**Instructions to follow**
Please return every record exactly, with no pictures included.
BEGIN Excerpted data
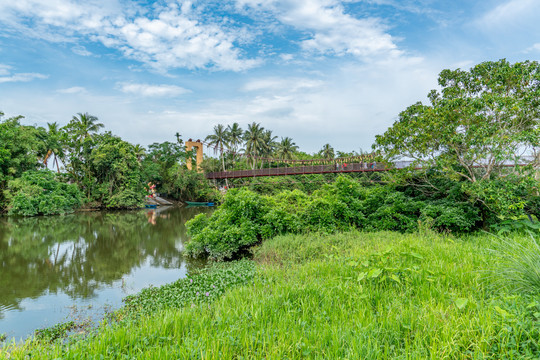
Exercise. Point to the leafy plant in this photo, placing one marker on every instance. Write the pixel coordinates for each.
(40, 193)
(202, 287)
(55, 332)
(518, 264)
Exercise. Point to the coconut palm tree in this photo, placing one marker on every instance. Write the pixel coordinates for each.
(219, 140)
(235, 139)
(54, 145)
(286, 148)
(87, 125)
(327, 152)
(140, 151)
(254, 138)
(268, 146)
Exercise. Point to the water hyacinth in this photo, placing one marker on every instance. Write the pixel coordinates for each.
(212, 282)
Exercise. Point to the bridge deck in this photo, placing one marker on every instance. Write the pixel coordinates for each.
(302, 170)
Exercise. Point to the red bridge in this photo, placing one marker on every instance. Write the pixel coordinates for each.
(308, 169)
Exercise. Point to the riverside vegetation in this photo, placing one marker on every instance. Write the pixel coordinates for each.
(378, 266)
(346, 295)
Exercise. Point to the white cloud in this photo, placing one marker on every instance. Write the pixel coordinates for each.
(153, 90)
(533, 48)
(72, 90)
(511, 15)
(277, 85)
(81, 50)
(168, 38)
(7, 75)
(330, 29)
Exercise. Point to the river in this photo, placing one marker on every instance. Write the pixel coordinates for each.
(80, 266)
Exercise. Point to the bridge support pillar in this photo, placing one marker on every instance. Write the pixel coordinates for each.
(199, 147)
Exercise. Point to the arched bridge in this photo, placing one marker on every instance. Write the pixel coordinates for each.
(309, 169)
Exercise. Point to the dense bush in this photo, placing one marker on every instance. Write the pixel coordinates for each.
(40, 193)
(246, 217)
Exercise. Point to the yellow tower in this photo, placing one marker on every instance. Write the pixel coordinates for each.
(198, 145)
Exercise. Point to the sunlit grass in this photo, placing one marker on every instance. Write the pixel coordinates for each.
(344, 296)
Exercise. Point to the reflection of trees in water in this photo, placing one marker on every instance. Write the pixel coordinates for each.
(77, 254)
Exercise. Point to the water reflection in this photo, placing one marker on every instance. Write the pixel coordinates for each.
(81, 254)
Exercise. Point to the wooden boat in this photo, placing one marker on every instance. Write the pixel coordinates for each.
(199, 203)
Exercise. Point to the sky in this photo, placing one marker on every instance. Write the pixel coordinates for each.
(318, 71)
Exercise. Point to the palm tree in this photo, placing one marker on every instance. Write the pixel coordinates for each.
(87, 125)
(286, 148)
(140, 151)
(235, 137)
(254, 138)
(269, 145)
(54, 145)
(219, 140)
(327, 152)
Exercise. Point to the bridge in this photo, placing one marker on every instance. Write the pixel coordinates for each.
(339, 166)
(334, 167)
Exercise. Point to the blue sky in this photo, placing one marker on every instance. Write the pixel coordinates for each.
(319, 71)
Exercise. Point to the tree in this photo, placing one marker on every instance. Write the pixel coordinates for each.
(116, 173)
(482, 119)
(268, 145)
(234, 139)
(79, 143)
(286, 148)
(218, 140)
(20, 148)
(327, 152)
(254, 138)
(54, 145)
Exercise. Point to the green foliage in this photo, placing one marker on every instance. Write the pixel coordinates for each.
(236, 224)
(20, 148)
(40, 193)
(482, 119)
(53, 333)
(480, 122)
(116, 180)
(517, 264)
(190, 185)
(246, 218)
(445, 215)
(203, 287)
(343, 296)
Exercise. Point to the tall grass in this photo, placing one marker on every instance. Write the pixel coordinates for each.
(343, 296)
(517, 263)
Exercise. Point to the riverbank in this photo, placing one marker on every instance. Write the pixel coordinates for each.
(351, 295)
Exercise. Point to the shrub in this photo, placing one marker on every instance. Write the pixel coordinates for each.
(40, 193)
(457, 217)
(518, 264)
(246, 217)
(235, 225)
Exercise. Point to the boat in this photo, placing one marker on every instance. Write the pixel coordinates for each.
(199, 203)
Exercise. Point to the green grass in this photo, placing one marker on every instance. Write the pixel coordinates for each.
(344, 296)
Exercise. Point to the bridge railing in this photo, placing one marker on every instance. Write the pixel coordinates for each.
(300, 170)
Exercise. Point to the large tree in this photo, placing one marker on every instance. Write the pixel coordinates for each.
(481, 119)
(286, 148)
(254, 138)
(477, 129)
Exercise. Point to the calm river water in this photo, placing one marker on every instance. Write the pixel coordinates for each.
(60, 268)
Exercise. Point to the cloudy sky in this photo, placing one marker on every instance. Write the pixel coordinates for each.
(319, 71)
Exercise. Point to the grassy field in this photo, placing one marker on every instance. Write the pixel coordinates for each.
(346, 296)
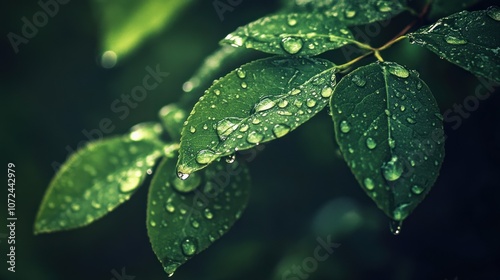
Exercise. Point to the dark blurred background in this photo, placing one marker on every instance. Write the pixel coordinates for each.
(56, 86)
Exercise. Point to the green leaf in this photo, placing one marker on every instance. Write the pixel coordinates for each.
(351, 12)
(470, 40)
(124, 27)
(441, 8)
(98, 178)
(211, 66)
(390, 132)
(186, 217)
(259, 102)
(291, 34)
(173, 117)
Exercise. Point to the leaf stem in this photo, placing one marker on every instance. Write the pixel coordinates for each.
(348, 64)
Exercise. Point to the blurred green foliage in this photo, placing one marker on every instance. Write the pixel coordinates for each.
(55, 88)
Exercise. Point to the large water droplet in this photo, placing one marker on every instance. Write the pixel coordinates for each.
(170, 207)
(345, 127)
(395, 227)
(370, 143)
(416, 189)
(292, 20)
(187, 185)
(400, 213)
(208, 214)
(130, 184)
(310, 103)
(205, 156)
(241, 73)
(264, 104)
(454, 40)
(182, 176)
(359, 81)
(369, 184)
(170, 267)
(494, 13)
(398, 71)
(189, 246)
(281, 130)
(393, 169)
(227, 126)
(236, 41)
(327, 92)
(292, 45)
(254, 137)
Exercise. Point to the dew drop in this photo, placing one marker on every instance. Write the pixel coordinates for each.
(236, 41)
(494, 13)
(170, 207)
(254, 137)
(292, 21)
(264, 104)
(231, 158)
(370, 143)
(182, 176)
(369, 184)
(244, 128)
(454, 40)
(189, 246)
(283, 103)
(205, 156)
(187, 185)
(350, 13)
(416, 189)
(395, 227)
(398, 71)
(310, 103)
(208, 214)
(327, 92)
(345, 127)
(227, 126)
(359, 81)
(241, 73)
(292, 45)
(281, 130)
(393, 169)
END Excerpted data
**Answer area**
Exercise. Point to the leafy plant in this photo, placing one marker on every instance. Write the pixel coordinates for each.
(40, 193)
(202, 287)
(55, 332)
(518, 264)
Exercise. Point to the coconut palm tree in this photo, placing one marker on every instance. Write the pixel coordinates for each.
(219, 140)
(235, 139)
(54, 145)
(286, 148)
(87, 125)
(327, 152)
(140, 151)
(254, 138)
(268, 146)
Exercise. Point to the water hyacinth in this photo, placing one marker on every instance. Write the pixel coordinates for each.
(212, 282)
Exercise. Point to the bridge deck in this photo, placing one marker on every instance. Write the pixel coordinates for each.
(302, 170)
Exercise. Point to the red bridge in this photo, placing one marker on every instance. Write the pixel coordinates for each.
(308, 169)
Exercise. Point to the riverside vegetation in this photo, placing one marker on every instance. Write the pixel coordinates for each.
(378, 266)
(346, 295)
Exercise. Point to the white cloud in this photo, placing one marker on every instance. Write the pixel coordinates for each.
(153, 90)
(533, 48)
(72, 90)
(511, 15)
(277, 85)
(81, 50)
(168, 38)
(7, 75)
(330, 29)
Exercise. Point to the river in this photo, placing one marker on every instance. Write the pixel coordinates for each.
(80, 266)
Exercise. Point to the bridge support pillar in this photo, placing one marker on every instance. Write the pixel coordinates for each.
(199, 147)
Exercise. Point to the arched bridge in this photo, placing one marker on every instance. Write the pixel coordinates for each.
(309, 169)
Exercise. Point to the dense bush in this photo, placing one marker on every instance. Write the pixel coordinates for each.
(40, 193)
(246, 217)
Exercise. Point to the yellow tower in this photo, placing one marker on every instance. Write the pixel coordinates for each.
(198, 145)
Exercise. Point to the sunlit grass in this photo, placing one marker on every instance. Write the pixel coordinates for each.
(344, 296)
Exercise. Point to the reflection of trees in water in this photo, placing one marker on every instance. Write the pixel coordinates for each.
(77, 254)
Exercise. Point to the water reflection in this photo, placing one marker on every instance. Write the pixel coordinates for each.
(81, 254)
Exercise. Point to the wooden boat in this photo, placing one marker on every instance. Write the pixel coordinates for each.
(199, 203)
Exercise. Point to the sky in this photo, placing one marker on every instance. Write the pixel coordinates for each.
(318, 71)
Exercise. Point to the palm tree in this photo, placing one marker on every instance. Write the pixel coordinates for each.
(87, 125)
(286, 148)
(140, 151)
(235, 137)
(254, 138)
(269, 145)
(54, 145)
(219, 140)
(327, 152)
Exercise. Point to the bridge in this photo, placing one marker on every instance. Write the pixel coordinates for each.
(339, 166)
(334, 167)
Exercise. Point to the blue sky in this photo, placing one marker on every instance. Write the pixel coordinates for each.
(319, 71)
Exercise. Point to the tree in this photo, placing one marker on every instance. Write the pixel coordinates for each.
(116, 173)
(482, 119)
(268, 145)
(234, 139)
(79, 143)
(286, 148)
(218, 140)
(20, 148)
(327, 152)
(254, 138)
(54, 145)
Exercise. Point to the green foliage in this photo, placing one marker on every instance. Write the pixel coordinates for each.
(236, 224)
(20, 148)
(40, 193)
(482, 119)
(53, 333)
(480, 122)
(116, 180)
(517, 264)
(190, 185)
(246, 218)
(445, 215)
(203, 287)
(343, 296)
Exercise. Point to the tall grass in this photo, placing one marker on every instance. Write the pixel coordinates for each.
(343, 296)
(517, 263)
Exercise. Point to the riverbank in this photo, placing one marker on every instance. Write the pixel coordinates for each.
(351, 295)
Exercise. Point to the shrub in this photo, placing one marker on every instance. Write the pixel coordinates for each.
(40, 193)
(457, 217)
(518, 264)
(246, 217)
(235, 225)
Exercise. Point to the boat in this photo, placing one marker on every instance. Write the pixel coordinates for each.
(199, 203)
Exercise. Point to the green grass in this photo, placing one marker on every instance. Write the pixel coordinates for each.
(344, 296)
Exercise. Point to the bridge railing in this photo, placing one marker on every instance. Write the pixel coordinates for each.
(300, 170)
Exercise. Point to the large tree in this photo, placing one marker on every instance. Write the pixel coordinates for each.
(481, 119)
(286, 148)
(254, 138)
(477, 129)
Exercise. Point to the calm river water in this photo, placing one marker on every instance. Write the pixel coordinates for each.
(60, 268)
Exercise. Point to the cloudy sky in this photo, placing one marker on every instance. Write the pixel coordinates for each.
(319, 71)
Exercise. Point to the grassy field in this photo, placing one marker on every instance. Write the pixel coordinates for each.
(346, 296)
Exercise. Point to the dark blurred background in this photo, placing one marker on every instance. Write the pixel coordinates for each.
(56, 86)
Exercise. Point to the green leaf in this photo, placing one marker on every instance. Write the pixel coordinates for each.
(351, 12)
(470, 40)
(124, 27)
(441, 8)
(98, 178)
(211, 66)
(390, 132)
(186, 217)
(259, 102)
(291, 34)
(173, 117)
Exercise. Point to the leaf stem in this photo, placing one marker on every instance. Write the pixel coordinates for each.
(348, 64)
Exercise. Point to the blurred green foliage in this photo, placing one marker on every instance. Write the pixel coordinates for each.
(55, 88)
Exercise. Point to the large water droplet in this photo, placing one marker on every instance. Write the pixel coordinates for each.
(170, 207)
(345, 127)
(395, 227)
(370, 143)
(416, 189)
(292, 20)
(187, 185)
(400, 213)
(208, 214)
(130, 184)
(310, 103)
(205, 156)
(241, 73)
(264, 104)
(454, 40)
(182, 176)
(359, 81)
(369, 184)
(170, 267)
(494, 13)
(398, 71)
(189, 246)
(281, 130)
(393, 169)
(227, 126)
(236, 41)
(327, 92)
(292, 45)
(254, 137)
Exercise. Point to the dew drop in this photo, placing one marker on every instance. Write the pixel coordinates for each.
(236, 41)
(494, 13)
(170, 207)
(254, 137)
(292, 21)
(264, 104)
(231, 158)
(370, 143)
(182, 176)
(369, 184)
(244, 128)
(454, 40)
(189, 246)
(283, 103)
(205, 156)
(187, 185)
(350, 13)
(416, 189)
(395, 227)
(398, 71)
(310, 103)
(208, 214)
(327, 92)
(345, 127)
(227, 126)
(359, 81)
(241, 73)
(292, 45)
(281, 130)
(393, 169)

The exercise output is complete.